**DATA PROVIDED:**

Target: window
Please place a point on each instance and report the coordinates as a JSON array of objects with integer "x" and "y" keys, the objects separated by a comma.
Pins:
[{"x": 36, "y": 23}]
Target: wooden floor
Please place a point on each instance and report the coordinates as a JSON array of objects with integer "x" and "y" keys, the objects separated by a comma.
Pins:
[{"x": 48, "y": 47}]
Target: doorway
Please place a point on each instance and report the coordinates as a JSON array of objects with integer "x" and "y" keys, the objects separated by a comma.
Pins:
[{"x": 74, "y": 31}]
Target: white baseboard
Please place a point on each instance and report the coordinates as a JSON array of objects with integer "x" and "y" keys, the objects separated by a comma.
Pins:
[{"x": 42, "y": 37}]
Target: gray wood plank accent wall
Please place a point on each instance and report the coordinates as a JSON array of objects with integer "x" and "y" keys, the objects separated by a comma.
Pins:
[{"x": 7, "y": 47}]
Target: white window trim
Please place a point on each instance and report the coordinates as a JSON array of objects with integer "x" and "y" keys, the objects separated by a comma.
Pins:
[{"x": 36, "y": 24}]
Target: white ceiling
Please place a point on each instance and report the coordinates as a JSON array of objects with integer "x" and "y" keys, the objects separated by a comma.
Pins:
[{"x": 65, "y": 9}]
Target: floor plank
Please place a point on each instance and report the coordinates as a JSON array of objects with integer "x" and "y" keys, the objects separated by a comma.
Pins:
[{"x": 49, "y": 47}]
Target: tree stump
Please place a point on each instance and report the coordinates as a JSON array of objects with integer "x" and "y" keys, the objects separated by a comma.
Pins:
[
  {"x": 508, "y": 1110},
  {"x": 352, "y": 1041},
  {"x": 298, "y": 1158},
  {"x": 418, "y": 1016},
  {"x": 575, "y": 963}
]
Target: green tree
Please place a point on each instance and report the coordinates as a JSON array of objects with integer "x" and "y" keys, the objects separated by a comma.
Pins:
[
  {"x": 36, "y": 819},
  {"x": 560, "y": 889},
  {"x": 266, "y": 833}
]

**PROBLEM TO SOLVE:**
Take the entries above and transcribe them exactly.

**REPLY TO THE TASK:**
Target: window
Please place a point on each instance and report the coordinates as a JSON array of objects with integer "x" and "y" keys, the objects separated by a comma.
Pins:
[{"x": 36, "y": 23}]
Target: wooden floor
Please place a point on each instance and report the coordinates as a JSON array of objects with integer "x" and "y" keys, the objects separated by a comma.
Pins:
[{"x": 48, "y": 47}]
Target: doorway
Please place a point on each instance and report the coordinates as a JSON array of objects with integer "x" and "y" keys, the objects separated by a comma.
Pins:
[{"x": 74, "y": 31}]
Target: white baseboard
Please place a point on each instance and report the coordinates as a JSON array of objects with integer "x" and "y" keys, the objects separated by a comma.
Pins:
[{"x": 42, "y": 37}]
Target: gray wood plank accent wall
Please place a point on each instance and report the coordinates as a JSON array of objects with integer "x" and "y" keys, the objects separated by a comma.
Pins:
[{"x": 7, "y": 47}]
Target: white window trim
Please place a point on each instance and report the coordinates as a JSON array of objects with integer "x" and "y" keys, the objects separated by a comma.
Pins:
[{"x": 36, "y": 24}]
Target: white ceiling
Please place a point on each instance and report the coordinates as a JSON array of objects with integer "x" and "y" keys, the objects separated by a comma.
Pins:
[{"x": 65, "y": 9}]
Target: floor plank
Please place a point on each instance and report the coordinates as a JSON array of objects with integer "x" and "y" keys, the objects separated by a comma.
Pins:
[{"x": 49, "y": 47}]
Target: tree stump
Please place a point on each instance and report the coordinates as a JSON array of objects with integer "x" and "y" keys, the objects separated by a comma.
Pins:
[
  {"x": 508, "y": 1110},
  {"x": 352, "y": 1041},
  {"x": 298, "y": 1158},
  {"x": 418, "y": 1016},
  {"x": 575, "y": 963}
]
Target: green tree
Please place a point on each instance and report the coordinates as a JSON array of objects with integer "x" and "y" keys, the objects separated by a comma.
Pins:
[
  {"x": 36, "y": 819},
  {"x": 560, "y": 889},
  {"x": 266, "y": 833}
]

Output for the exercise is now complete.